▸ WHAT NEEDS TO BE DONE
Copy out the data below word for word, starting at the line that contains "the rock accordingly, writing one line per instance." and ending at the line that contains "(1157, 176)", with both of those lines included.

▸ EXERCISE MATERIAL
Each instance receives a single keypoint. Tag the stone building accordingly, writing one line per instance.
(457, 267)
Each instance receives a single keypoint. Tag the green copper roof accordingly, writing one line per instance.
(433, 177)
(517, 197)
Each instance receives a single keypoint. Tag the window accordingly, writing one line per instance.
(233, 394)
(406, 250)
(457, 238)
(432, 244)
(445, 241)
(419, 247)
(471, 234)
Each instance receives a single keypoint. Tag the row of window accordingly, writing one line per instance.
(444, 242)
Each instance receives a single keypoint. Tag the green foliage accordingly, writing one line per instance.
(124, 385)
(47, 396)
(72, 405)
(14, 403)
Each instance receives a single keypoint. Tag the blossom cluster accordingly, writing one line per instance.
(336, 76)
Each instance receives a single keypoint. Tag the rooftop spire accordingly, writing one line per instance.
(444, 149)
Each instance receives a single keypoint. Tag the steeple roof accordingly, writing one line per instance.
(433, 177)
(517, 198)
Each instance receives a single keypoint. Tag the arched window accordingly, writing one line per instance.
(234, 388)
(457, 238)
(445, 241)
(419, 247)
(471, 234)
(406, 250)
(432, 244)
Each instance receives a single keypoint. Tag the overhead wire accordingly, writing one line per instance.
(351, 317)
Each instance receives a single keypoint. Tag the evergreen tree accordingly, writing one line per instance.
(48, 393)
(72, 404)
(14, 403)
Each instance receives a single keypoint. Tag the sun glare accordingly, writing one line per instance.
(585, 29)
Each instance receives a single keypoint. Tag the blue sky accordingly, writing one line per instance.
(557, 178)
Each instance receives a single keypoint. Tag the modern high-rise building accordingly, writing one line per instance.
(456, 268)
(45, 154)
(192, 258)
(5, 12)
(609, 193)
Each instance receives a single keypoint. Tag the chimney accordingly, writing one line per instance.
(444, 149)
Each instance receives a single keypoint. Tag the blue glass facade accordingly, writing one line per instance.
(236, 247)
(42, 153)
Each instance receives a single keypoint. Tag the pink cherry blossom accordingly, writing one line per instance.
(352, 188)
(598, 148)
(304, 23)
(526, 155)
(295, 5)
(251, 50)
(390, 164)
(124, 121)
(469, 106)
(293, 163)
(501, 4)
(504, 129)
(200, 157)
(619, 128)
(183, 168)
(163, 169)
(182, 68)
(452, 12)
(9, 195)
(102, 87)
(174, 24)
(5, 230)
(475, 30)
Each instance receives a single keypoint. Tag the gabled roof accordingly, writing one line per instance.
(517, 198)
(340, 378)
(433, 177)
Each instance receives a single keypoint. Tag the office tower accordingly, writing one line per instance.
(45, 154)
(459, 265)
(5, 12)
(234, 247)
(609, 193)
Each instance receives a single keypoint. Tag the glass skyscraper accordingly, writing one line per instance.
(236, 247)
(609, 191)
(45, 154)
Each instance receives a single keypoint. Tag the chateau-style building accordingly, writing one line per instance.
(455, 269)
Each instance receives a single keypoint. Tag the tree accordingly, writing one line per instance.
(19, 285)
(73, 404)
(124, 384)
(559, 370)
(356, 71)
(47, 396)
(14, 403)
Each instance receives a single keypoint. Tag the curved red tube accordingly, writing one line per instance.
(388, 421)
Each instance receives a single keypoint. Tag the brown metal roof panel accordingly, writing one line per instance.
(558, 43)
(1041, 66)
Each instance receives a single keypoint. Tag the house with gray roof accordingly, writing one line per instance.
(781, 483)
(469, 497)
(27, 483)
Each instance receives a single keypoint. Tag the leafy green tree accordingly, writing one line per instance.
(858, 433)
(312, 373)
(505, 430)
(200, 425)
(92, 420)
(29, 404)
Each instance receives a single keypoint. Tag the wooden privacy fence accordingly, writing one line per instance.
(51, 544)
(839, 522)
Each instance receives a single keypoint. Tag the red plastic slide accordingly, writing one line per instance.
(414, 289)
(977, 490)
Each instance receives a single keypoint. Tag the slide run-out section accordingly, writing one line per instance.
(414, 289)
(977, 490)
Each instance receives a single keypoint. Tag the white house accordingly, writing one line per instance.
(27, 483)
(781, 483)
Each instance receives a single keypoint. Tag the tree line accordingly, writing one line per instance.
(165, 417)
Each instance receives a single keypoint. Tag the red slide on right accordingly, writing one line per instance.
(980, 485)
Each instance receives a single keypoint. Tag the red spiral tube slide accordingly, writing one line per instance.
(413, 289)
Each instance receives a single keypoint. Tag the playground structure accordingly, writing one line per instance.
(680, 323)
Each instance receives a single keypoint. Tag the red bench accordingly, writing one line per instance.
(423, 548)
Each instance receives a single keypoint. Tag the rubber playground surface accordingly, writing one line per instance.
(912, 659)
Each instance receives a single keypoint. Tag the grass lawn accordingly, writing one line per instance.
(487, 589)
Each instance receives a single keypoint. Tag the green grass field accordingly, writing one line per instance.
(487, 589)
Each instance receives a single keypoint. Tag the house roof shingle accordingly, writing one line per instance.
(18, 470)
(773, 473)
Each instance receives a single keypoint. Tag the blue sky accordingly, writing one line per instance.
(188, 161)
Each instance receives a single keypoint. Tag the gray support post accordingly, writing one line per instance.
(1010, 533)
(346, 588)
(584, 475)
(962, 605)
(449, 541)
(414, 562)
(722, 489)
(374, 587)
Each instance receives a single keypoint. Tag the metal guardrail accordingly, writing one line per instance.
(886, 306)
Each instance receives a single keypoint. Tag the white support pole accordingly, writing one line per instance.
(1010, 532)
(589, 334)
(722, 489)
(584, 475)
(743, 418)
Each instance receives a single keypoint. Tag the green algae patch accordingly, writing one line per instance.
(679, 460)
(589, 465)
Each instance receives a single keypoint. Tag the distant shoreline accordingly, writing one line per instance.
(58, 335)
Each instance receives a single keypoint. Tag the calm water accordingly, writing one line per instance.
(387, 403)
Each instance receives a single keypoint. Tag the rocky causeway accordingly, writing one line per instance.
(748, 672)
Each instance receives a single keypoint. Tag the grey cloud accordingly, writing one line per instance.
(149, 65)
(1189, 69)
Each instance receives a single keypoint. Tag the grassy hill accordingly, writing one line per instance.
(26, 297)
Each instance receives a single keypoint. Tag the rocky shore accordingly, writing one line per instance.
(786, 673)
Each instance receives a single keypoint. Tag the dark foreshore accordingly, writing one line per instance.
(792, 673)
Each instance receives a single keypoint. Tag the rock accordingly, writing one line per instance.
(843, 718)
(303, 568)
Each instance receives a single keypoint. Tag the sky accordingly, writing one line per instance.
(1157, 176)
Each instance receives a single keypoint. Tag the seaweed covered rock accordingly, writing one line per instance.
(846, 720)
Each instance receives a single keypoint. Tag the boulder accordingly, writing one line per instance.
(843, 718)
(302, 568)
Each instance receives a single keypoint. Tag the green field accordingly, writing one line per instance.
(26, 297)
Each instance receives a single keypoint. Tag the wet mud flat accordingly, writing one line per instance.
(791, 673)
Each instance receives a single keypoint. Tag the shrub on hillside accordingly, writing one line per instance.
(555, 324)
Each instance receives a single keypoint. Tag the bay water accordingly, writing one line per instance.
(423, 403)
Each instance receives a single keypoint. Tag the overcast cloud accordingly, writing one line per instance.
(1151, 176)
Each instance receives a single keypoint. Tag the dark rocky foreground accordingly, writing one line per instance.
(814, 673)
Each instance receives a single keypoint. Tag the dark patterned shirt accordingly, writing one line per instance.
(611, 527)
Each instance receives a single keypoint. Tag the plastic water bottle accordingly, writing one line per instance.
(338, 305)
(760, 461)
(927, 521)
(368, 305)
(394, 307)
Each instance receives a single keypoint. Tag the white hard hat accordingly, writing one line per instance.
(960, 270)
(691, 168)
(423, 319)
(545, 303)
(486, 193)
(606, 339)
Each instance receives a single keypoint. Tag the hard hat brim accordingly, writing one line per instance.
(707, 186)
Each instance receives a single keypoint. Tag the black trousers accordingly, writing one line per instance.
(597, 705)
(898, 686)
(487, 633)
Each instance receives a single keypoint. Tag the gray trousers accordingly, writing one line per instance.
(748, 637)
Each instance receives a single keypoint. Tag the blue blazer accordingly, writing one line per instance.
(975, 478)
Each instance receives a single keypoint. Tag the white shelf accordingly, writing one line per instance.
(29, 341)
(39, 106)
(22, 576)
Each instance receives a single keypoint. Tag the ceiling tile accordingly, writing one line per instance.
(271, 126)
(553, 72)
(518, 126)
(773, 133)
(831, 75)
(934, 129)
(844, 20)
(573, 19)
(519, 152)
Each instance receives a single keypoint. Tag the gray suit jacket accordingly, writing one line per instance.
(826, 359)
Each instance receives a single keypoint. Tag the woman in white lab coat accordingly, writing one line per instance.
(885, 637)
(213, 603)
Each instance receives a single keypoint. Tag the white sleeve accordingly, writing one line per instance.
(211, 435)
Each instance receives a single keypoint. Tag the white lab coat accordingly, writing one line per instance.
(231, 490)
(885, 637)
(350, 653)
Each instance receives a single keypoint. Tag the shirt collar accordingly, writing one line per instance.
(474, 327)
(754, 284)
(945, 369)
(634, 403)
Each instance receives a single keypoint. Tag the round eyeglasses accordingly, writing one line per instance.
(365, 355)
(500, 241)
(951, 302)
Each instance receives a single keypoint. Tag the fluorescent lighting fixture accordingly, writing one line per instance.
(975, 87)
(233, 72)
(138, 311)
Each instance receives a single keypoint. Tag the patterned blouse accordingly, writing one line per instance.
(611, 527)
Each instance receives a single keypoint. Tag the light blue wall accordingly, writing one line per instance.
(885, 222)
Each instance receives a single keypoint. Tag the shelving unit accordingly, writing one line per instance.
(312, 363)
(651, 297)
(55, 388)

▸ RESULT OF THIS EXERCISE
Each instance receives a single keypoint. Tag the rock accordingly, writing one line per instance.
(843, 718)
(303, 568)
Each instance receives a single keypoint. Tag the sky accordingly, writing one line per instance.
(1157, 176)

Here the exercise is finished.